Exercise requirements | Please repeat the lines of the listing below, from the line containing "task | place a point on the apple slice, one" through the line containing "x=248, y=474", both included.

(Point annotation dataset records)

-- START --

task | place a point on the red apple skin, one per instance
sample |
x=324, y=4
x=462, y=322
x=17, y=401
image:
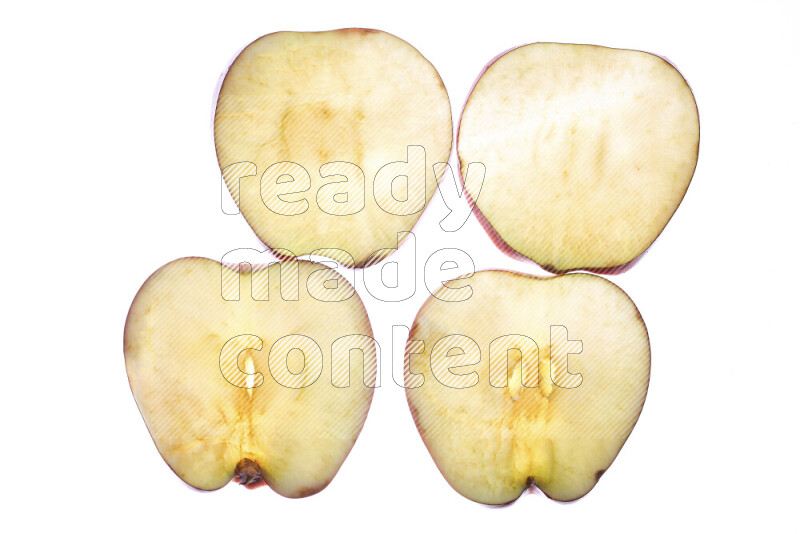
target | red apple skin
x=260, y=481
x=498, y=240
x=280, y=255
x=532, y=488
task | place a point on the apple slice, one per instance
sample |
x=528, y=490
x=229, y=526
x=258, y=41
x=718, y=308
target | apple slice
x=588, y=152
x=529, y=381
x=328, y=140
x=263, y=391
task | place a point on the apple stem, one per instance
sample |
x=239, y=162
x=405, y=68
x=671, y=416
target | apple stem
x=248, y=474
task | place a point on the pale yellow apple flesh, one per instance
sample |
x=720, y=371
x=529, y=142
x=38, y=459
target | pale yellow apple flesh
x=342, y=104
x=588, y=151
x=490, y=431
x=286, y=417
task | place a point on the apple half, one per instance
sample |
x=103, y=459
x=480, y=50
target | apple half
x=588, y=152
x=530, y=381
x=263, y=376
x=327, y=140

-- END --

Answer below |
task | place a point on the apple slice, one per instance
sample |
x=528, y=490
x=229, y=526
x=258, y=41
x=718, y=308
target | apple slice
x=588, y=152
x=529, y=381
x=328, y=140
x=263, y=391
task | place a point on the apple stem, one per instance
sample |
x=239, y=162
x=405, y=68
x=671, y=416
target | apple stem
x=248, y=474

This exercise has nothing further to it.